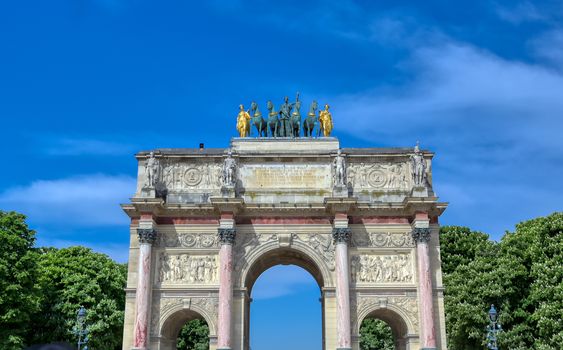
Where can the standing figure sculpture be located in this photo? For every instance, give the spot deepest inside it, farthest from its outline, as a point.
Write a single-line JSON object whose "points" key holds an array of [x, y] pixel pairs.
{"points": [[418, 167], [295, 120], [285, 115], [273, 121], [229, 170], [339, 170], [325, 121], [151, 170], [309, 123], [258, 121], [243, 122]]}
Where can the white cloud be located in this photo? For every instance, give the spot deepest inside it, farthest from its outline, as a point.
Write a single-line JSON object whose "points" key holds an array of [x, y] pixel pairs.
{"points": [[549, 47], [281, 280], [494, 123], [460, 91], [523, 11], [82, 147], [80, 201], [118, 252]]}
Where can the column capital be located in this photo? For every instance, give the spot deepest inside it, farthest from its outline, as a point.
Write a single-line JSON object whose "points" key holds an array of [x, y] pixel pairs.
{"points": [[146, 235], [227, 235], [421, 234], [341, 234]]}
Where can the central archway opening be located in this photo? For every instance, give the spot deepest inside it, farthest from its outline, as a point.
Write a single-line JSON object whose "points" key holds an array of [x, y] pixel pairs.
{"points": [[285, 308]]}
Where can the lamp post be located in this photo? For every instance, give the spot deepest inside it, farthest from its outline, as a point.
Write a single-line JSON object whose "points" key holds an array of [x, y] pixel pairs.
{"points": [[81, 330], [493, 329]]}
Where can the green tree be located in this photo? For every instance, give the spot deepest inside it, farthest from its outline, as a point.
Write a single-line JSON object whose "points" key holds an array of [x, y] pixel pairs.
{"points": [[468, 262], [18, 273], [376, 335], [522, 275], [194, 335], [76, 276], [532, 314]]}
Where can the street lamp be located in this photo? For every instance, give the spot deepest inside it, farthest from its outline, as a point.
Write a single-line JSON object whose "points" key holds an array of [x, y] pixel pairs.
{"points": [[493, 329], [81, 329]]}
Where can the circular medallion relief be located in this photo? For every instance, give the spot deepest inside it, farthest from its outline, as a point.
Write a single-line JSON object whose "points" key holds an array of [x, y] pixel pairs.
{"points": [[377, 178], [192, 177]]}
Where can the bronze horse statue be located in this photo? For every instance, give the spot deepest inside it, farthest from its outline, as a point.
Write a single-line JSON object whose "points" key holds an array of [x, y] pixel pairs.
{"points": [[273, 121], [258, 121], [309, 122], [295, 120]]}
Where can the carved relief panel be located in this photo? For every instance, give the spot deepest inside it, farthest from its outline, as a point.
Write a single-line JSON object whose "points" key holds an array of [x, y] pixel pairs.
{"points": [[188, 240], [380, 176], [187, 269], [382, 240], [185, 176], [368, 269]]}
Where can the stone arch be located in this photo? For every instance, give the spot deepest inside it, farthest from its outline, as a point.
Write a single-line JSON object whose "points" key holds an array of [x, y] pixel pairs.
{"points": [[175, 316], [271, 254], [397, 318]]}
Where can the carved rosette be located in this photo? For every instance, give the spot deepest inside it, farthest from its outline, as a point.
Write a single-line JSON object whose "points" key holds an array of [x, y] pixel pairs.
{"points": [[341, 235], [421, 234], [227, 235], [146, 235]]}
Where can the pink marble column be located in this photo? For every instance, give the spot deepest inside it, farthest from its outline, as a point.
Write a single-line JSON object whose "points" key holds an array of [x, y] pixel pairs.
{"points": [[147, 237], [227, 239], [341, 237], [421, 236]]}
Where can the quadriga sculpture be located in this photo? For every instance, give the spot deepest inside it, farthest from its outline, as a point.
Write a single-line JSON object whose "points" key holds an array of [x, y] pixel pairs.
{"points": [[258, 121]]}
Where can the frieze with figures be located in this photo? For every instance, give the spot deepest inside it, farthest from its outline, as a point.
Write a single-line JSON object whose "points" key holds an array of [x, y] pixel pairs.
{"points": [[382, 268], [185, 268], [383, 240], [188, 240]]}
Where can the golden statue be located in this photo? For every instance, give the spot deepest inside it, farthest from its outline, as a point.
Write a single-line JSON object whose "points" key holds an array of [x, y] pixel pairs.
{"points": [[325, 119], [243, 122]]}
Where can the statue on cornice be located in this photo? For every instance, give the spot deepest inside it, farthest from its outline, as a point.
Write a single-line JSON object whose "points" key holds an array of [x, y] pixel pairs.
{"points": [[325, 121], [229, 170], [243, 122], [339, 170], [151, 170], [418, 167]]}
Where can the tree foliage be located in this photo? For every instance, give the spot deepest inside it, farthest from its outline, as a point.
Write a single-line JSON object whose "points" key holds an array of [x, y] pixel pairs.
{"points": [[18, 272], [75, 276], [522, 275], [376, 335], [194, 335]]}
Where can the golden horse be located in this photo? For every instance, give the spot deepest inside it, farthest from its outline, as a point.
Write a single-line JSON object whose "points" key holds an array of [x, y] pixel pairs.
{"points": [[325, 119], [243, 122]]}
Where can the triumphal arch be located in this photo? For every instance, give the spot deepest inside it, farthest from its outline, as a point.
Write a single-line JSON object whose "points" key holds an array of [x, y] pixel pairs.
{"points": [[205, 223]]}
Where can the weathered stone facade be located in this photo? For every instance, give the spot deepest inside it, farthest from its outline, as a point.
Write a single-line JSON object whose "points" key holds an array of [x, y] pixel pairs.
{"points": [[367, 233]]}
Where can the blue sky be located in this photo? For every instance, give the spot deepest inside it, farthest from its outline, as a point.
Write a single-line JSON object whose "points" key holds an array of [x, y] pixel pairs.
{"points": [[85, 84]]}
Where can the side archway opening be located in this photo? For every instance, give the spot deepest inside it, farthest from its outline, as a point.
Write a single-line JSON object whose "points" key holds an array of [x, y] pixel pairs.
{"points": [[383, 329], [185, 329]]}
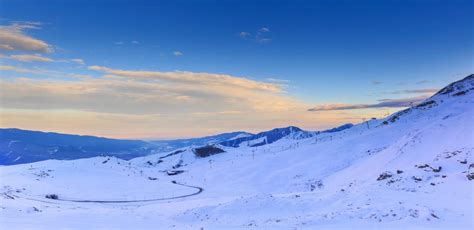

## GOAL OF THE EXERCISE
Sift the material for lines with the string "lamp". Copy each one found.

## OUTPUT BELOW
Where can the lamp post be located in this photo? For every instance, give the spot deepest inside it, farthest from its outline, as a point.
Where can the street lamp be located in this photo? For every instance, give the spot deepest inside it, farthest from its outline, as a point.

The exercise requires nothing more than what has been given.